WHAT YOU HAVE TO DO:
In the devotional about King David below, find the bulleted points Shimei confessed to David. List all of them.

DOCUMENT SEGMENT:
┄┄┄┄┄┄┄┄┄┄┄┄┄┄┄┄┄┄┄┄
It was time to pick up the pieces after the battle was over. David couldn't afford to alienate any of the tribes as he worked on gathering the fragments of his kingdom of the various tribes of Israel. How did David do this? He showed mercy and kindness, especially to those who had opposed him, joined sides with Absalom, and became David's enemy. Let's check them out.

First, there was Shimei. He fell down before the king as David was about to cross the river.
Shimei confessed:
  • his need of David's forgiveness by calling him my lord the king;
  • asking David to forgive the terrible thing he had done when David left Jerusalem, referring to the stoning;
  • seeking the king to put it out of his mind;
  • admitting he had sinned;
  • announcing that is why he was there that day, to be the very first person in all Israel to greet his lord the king.
Oh, man, talk about wishy-washy, that man was. It sounds like he was trying to save his scalp, or head.

"Shouldn't Shimei be put to death for this because he cursed the LORD's anointed?" Abishi asked. Exodus 22:28 is clear on the matter. That person was to be put to death. Although Shimei deserved death right then, David showed him mercy for a while. It was a day of celebration, not execution. David announced that he was once again king of Israel. (verse 23) David spared his life that day.
As it turns out for Shimei, later on, David advised Solomon, his son who became king, to execute Shimei in 1 Kings 2:8-9, 42-46, when he violated King Solomon's edict.

Daily we need to ask our King Jesus for mercy, right? Even throughout the day we sin and need His mercy. Do we share that mercy we receive with others? Forgive in the way we are forgiven, Jesus instructed us. How grateful are we since God spares us from Hell!!!! Although we deserve it. What love Jesus showed when He purchased our salvation through death on the cross!


Show mercy.
Smile today.
In everything give thanks.

Thursday, April 7, 2016

Taking the Bitter with the Sweet

O. T. #730  "Taking the Bitter with the Sweet" 
April 7,2016
2 Samuel 19
The king covered his face with his hands and kept on crying, "O Absalom! O Absalom, my son, my son!" 2 Samuel 19:4
So the king went out and took his seat at the town gate, and as the news spread throughout the town that he was there, everyone went to him. 2 Samuel 19:8


Ever felt like you were stabbed in the heart, whether it was with words or actions of another, situations or events, decisions or non-decisions? We have all been there one time or another, or are there now. Welcome to life. David had to take the bitter with the sweet, as we do. When the bad times come, do we find good hidden in them?
┄┄┄┄┄┄┄┄┄┄┄┄┄┄┄┄┄┄┄┄
INFORMATION SUPPLIED:
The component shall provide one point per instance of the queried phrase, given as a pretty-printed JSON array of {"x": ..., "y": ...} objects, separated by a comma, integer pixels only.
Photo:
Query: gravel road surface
┄┄┄┄┄┄┄┄┄┄┄┄┄┄┄┄┄┄┄┄
CORRECT RESPONSE:
- His need of David's forgiveness, shown by calling him "my lord the king"
- A request that David forgive the terrible thing he had done when David left Jerusalem, referring to the stoning
- A plea for the king to put it out of his mind
- An admission that he had sinned
- A statement that this was why he was there that day: to be the very first person in all Israel to greet his lord the king